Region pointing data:
■ ■ ■ ■ ■ ■ ■
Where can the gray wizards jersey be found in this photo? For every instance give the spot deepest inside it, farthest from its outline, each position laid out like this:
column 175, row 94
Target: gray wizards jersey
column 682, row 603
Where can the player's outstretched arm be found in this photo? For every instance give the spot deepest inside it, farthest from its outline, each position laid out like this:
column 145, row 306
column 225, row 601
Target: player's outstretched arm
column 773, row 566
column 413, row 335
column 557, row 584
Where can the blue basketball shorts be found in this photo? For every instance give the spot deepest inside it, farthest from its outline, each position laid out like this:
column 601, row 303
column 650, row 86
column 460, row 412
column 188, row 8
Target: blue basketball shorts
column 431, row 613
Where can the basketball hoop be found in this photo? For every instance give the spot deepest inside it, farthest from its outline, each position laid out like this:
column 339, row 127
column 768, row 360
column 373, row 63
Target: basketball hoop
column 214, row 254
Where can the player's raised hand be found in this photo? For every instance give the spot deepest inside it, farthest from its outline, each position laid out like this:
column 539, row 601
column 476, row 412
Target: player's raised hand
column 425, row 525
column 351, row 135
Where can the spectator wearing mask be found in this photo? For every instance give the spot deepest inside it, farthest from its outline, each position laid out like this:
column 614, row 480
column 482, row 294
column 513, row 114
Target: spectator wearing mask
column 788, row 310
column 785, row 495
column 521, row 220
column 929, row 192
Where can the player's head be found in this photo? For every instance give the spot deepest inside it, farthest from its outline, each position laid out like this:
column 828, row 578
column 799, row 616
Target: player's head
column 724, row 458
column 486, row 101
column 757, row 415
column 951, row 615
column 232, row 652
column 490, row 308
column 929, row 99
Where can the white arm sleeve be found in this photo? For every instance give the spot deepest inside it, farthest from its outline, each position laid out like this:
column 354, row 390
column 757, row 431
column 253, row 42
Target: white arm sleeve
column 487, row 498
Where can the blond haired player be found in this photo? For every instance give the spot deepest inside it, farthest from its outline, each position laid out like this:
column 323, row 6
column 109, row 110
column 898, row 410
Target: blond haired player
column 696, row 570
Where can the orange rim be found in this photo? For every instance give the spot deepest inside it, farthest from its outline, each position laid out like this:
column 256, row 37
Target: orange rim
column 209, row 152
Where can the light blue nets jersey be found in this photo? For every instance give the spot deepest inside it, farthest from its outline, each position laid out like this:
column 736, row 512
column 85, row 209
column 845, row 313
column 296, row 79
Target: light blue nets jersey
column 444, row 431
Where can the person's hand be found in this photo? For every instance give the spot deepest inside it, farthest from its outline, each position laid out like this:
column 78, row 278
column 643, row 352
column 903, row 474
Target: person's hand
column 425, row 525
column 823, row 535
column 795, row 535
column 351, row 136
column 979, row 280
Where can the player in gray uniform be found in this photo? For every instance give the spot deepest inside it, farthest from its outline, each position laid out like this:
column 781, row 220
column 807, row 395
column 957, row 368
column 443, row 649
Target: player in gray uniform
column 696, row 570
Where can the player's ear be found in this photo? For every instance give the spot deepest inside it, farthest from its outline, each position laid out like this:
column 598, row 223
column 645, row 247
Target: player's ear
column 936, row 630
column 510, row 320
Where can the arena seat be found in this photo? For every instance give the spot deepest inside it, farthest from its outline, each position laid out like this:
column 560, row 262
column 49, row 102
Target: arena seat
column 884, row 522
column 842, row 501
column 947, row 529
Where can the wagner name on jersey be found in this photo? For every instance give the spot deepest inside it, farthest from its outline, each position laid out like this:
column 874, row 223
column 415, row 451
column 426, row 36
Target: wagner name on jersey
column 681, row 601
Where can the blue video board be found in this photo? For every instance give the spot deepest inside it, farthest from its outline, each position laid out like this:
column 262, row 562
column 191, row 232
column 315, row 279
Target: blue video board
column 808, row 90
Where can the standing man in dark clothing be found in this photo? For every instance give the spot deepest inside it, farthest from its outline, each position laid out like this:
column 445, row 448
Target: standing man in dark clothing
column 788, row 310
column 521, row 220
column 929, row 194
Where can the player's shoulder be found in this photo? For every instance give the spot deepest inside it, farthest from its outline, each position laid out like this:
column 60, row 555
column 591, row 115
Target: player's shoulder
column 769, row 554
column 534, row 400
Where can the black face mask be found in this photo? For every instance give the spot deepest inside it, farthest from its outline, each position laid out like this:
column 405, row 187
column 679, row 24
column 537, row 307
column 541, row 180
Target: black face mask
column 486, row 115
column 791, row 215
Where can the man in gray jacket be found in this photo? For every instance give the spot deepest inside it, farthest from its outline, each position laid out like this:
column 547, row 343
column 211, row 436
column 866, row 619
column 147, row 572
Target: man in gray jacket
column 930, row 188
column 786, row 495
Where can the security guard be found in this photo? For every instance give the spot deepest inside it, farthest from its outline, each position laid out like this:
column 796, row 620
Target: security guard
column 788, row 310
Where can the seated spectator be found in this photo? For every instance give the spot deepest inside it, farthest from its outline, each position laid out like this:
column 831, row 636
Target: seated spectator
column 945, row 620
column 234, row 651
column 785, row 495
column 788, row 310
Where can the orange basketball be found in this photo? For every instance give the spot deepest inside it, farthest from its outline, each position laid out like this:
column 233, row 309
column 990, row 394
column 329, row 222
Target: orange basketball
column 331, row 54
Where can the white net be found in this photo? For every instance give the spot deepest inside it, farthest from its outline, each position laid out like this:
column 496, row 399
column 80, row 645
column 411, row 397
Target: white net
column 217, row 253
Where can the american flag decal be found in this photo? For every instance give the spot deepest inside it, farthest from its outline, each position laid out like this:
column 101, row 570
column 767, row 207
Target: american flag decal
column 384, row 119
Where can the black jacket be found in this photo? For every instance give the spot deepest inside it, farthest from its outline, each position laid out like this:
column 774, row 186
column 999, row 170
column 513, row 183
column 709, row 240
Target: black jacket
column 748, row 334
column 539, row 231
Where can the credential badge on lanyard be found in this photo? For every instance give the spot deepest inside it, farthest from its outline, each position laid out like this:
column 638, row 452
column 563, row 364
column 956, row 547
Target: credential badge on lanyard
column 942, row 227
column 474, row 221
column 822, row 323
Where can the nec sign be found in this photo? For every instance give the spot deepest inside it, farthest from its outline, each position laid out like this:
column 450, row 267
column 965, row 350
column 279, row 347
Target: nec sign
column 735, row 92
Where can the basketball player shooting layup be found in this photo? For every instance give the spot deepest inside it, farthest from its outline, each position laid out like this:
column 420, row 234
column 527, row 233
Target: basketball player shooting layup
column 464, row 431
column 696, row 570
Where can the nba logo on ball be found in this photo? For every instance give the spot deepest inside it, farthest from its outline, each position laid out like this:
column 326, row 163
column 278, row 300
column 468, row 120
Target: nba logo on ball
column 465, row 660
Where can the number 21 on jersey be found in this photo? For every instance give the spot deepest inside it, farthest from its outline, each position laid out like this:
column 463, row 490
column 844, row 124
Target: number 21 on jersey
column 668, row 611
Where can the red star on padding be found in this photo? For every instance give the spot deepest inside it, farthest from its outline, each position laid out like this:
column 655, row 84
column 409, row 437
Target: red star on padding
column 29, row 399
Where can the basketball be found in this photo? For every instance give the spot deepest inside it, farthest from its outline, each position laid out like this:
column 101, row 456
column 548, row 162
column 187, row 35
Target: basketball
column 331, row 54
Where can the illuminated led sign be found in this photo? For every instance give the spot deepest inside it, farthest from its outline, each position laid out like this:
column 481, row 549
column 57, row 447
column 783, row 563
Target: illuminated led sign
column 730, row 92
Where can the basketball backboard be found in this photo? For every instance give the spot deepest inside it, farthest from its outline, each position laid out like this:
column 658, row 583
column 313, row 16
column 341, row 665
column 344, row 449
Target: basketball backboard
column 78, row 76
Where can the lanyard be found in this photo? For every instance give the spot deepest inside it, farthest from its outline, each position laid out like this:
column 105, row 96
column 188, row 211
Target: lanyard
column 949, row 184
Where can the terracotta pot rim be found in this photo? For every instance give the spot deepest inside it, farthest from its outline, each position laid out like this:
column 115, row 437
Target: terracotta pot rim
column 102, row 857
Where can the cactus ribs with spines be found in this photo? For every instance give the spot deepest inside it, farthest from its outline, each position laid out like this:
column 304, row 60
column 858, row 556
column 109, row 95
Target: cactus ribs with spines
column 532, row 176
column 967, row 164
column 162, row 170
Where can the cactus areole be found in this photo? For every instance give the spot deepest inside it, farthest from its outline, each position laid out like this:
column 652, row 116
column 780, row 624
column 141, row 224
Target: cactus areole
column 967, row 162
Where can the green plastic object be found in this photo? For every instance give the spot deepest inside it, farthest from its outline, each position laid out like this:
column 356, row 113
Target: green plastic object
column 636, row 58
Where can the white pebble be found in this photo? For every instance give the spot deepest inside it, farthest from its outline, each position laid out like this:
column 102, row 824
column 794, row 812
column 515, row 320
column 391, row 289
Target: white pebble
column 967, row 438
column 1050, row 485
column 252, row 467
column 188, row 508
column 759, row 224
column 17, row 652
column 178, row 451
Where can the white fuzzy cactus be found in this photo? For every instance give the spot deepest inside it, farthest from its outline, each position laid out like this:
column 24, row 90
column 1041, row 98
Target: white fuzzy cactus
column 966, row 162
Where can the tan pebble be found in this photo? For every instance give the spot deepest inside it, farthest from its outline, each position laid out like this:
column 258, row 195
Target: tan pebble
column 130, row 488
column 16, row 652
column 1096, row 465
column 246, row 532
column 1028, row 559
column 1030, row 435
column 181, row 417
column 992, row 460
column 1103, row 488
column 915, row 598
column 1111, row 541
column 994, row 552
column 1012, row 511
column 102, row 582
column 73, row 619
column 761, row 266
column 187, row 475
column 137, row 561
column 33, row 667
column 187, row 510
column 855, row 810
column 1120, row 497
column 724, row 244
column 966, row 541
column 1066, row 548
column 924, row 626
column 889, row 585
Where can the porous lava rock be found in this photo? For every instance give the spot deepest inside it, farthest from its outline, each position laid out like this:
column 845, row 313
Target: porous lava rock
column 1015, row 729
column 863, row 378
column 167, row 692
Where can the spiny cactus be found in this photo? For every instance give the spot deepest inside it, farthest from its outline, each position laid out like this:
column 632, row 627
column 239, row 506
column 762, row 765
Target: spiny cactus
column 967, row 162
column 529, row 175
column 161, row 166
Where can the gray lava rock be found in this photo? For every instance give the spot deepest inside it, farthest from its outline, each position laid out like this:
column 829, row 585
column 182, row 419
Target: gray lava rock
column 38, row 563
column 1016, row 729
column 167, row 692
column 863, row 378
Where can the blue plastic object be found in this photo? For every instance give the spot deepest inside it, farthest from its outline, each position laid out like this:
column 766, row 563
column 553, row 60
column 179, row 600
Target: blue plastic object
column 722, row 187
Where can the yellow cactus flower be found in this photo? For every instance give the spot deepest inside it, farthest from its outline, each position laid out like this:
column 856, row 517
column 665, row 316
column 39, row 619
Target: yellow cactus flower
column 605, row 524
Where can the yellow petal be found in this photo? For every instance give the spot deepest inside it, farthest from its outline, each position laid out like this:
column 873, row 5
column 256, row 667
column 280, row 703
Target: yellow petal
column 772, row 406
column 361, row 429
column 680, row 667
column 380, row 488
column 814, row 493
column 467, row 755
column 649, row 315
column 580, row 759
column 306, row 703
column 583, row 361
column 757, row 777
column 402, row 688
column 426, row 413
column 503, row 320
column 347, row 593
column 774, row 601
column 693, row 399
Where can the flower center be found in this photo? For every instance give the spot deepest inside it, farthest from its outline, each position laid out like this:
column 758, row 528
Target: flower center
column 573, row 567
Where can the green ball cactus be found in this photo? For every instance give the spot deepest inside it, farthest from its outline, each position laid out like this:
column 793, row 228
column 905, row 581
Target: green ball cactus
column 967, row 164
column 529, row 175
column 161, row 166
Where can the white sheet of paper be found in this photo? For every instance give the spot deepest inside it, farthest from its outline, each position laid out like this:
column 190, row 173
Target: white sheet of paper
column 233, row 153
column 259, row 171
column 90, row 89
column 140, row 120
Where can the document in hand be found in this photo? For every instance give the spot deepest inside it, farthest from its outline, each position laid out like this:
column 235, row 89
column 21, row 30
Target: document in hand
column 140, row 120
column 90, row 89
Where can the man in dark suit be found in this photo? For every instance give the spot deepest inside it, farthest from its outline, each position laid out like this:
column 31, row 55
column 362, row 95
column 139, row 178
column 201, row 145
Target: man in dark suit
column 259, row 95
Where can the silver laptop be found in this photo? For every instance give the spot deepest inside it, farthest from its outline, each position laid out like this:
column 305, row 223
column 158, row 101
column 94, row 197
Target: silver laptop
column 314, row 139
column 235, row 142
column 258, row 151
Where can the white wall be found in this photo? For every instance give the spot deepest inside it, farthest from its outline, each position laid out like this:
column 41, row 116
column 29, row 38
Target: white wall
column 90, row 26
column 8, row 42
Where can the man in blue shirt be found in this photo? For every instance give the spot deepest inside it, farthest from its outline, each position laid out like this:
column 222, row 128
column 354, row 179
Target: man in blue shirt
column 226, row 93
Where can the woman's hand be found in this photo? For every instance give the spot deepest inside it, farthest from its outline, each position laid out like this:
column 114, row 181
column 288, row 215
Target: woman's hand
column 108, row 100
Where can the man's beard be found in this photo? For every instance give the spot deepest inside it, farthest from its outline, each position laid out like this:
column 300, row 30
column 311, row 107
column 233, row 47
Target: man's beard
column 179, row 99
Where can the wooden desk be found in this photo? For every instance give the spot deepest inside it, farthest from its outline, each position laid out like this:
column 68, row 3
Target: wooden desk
■ ■ ■ ■ ■ ■ ■
> Work order:
Taking the entries above, write out exactly each line from the one holding "column 736, row 512" to the one holding "column 643, row 352", both included, and stop there.

> The completed task:
column 736, row 512
column 85, row 209
column 845, row 313
column 296, row 79
Target: light blue nets jersey
column 444, row 431
Where can the person's hand be found in this photo? For every instance give the spot deepest inside it, farthest from its outline, each position laid out like this:
column 78, row 278
column 643, row 352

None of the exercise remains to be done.